YOUR GOAL -
Set out each line from the following listing that includes the word "with".
***** EXERCISE MATERIAL *****
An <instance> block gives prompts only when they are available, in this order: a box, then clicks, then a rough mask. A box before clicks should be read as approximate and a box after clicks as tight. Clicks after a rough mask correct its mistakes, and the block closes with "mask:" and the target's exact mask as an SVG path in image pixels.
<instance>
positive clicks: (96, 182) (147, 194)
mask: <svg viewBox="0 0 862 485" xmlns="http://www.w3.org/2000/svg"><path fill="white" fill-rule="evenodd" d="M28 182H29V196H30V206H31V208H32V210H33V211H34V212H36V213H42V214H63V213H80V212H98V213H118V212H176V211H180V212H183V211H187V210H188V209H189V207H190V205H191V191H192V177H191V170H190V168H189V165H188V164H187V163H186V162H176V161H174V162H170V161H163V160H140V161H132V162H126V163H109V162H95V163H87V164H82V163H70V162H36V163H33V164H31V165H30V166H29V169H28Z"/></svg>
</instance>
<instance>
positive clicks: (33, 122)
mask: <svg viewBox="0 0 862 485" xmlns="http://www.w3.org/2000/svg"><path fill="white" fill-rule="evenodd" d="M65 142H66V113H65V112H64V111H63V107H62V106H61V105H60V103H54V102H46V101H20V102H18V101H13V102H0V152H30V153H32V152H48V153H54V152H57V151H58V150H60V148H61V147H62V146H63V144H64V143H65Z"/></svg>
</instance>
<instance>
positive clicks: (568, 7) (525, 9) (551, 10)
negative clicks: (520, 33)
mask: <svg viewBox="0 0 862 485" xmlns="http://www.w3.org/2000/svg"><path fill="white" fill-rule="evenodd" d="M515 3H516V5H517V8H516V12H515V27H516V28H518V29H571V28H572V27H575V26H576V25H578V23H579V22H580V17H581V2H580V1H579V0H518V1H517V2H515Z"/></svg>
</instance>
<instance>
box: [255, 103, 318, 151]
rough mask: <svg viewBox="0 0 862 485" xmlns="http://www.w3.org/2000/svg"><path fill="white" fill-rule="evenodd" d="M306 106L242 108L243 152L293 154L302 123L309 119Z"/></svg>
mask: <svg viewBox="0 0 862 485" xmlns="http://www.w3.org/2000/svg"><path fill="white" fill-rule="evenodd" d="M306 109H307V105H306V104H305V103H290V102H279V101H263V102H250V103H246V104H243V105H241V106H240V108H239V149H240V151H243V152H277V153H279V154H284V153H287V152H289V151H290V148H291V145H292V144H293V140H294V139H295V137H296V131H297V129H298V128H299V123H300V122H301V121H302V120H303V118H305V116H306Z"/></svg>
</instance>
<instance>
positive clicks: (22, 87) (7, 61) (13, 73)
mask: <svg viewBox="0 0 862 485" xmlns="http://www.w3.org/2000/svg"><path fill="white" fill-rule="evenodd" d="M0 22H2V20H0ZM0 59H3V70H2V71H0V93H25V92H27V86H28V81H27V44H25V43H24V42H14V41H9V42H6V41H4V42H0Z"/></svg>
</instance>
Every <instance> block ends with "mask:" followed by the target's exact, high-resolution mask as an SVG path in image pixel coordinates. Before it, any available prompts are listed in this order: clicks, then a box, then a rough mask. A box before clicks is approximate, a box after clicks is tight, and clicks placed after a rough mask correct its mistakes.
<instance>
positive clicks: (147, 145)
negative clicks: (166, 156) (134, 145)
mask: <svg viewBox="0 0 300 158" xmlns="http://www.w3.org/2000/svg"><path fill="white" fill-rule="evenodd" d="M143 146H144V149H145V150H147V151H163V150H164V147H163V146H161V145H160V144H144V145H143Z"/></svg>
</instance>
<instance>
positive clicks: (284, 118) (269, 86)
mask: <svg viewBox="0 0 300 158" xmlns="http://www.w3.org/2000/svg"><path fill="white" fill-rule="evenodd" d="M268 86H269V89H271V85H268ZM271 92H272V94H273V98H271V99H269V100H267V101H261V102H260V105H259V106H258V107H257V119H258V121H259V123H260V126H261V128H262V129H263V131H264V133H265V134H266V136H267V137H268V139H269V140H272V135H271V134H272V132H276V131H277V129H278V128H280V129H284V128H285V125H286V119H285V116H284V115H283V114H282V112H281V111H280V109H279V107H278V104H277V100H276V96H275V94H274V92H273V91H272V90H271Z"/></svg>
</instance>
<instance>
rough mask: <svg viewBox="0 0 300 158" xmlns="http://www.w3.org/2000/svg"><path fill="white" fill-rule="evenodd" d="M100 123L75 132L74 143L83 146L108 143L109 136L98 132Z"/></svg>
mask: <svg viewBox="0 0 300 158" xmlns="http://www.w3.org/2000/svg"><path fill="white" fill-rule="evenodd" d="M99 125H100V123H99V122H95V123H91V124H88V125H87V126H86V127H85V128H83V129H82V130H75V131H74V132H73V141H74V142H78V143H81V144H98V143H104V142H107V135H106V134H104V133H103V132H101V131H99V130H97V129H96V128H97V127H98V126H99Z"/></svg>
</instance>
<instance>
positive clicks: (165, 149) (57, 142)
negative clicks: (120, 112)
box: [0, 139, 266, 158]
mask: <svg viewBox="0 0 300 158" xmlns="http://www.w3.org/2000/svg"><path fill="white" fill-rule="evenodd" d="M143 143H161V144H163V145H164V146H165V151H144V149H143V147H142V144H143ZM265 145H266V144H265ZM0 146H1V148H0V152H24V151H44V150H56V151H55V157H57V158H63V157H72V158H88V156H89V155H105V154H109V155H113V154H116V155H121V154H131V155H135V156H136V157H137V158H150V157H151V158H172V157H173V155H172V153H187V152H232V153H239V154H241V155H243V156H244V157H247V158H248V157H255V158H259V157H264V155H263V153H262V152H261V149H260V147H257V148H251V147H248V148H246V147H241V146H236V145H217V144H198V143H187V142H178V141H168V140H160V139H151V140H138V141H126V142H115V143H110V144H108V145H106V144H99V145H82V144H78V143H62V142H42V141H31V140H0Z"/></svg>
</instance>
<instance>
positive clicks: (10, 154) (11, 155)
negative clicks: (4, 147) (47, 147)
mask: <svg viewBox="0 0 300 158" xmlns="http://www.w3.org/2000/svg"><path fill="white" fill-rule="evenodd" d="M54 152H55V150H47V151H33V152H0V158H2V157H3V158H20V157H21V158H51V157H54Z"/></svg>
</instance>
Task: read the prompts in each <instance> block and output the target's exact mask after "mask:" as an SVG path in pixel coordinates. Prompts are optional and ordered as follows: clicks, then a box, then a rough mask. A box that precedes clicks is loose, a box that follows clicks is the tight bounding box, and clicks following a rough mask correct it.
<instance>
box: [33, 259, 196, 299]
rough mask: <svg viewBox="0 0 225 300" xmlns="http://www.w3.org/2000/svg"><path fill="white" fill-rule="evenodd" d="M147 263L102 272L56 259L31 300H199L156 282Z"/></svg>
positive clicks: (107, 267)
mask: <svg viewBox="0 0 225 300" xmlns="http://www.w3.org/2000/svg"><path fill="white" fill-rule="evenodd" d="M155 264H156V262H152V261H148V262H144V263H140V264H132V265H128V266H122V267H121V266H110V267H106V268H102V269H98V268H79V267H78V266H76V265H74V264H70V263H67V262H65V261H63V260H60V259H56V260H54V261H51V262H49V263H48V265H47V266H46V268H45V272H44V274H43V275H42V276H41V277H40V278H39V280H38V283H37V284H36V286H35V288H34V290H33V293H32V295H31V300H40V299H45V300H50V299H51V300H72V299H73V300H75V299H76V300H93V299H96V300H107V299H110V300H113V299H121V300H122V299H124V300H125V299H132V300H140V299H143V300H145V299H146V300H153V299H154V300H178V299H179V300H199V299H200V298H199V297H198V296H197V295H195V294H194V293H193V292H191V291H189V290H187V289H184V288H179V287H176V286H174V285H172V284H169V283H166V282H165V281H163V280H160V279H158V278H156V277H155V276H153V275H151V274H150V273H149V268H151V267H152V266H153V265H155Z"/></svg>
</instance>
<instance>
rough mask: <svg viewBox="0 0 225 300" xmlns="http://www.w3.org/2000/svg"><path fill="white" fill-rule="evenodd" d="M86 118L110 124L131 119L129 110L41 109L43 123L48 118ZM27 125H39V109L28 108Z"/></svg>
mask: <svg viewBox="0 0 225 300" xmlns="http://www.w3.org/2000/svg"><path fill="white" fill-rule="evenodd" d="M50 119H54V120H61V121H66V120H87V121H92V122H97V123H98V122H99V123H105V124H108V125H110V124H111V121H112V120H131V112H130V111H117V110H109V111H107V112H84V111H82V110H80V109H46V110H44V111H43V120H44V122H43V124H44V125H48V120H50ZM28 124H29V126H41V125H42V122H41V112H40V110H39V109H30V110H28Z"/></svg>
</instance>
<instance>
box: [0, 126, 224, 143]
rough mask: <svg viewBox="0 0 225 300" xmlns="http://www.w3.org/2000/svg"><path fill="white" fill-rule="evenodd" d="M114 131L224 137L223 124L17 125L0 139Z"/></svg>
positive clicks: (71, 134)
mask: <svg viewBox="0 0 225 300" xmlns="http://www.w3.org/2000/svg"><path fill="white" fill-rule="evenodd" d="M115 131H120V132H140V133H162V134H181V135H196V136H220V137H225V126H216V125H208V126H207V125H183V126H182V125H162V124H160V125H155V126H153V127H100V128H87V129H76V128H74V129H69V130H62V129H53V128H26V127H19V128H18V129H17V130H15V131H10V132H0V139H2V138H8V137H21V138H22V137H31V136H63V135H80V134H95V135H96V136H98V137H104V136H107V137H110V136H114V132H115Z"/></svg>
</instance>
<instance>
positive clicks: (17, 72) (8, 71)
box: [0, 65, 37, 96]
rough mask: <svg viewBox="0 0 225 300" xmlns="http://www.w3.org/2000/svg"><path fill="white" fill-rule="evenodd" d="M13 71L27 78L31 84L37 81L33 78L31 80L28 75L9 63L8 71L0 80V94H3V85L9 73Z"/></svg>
*****
RESPONSE TO THIS EXERCISE -
An <instance> block gives prompts only when they are available, in this order: a box, then clicks, then a rough mask. A box before clicks should be read as approximate and a box after clicks as tight. Clicks after a rough mask correct its mistakes, and the block closes with "mask:" and the target's exact mask as an SVG path in image pixels.
Every <instance> block ends with "mask:" followed by the target's exact, high-resolution mask as an SVG path in image pixel coordinates. Before it, any available prompts are listed in this order: clicks, then a box, then a rough mask. A box before clicks is approximate, a box after clicks is tight, and clicks placed after a rough mask correct its mistakes.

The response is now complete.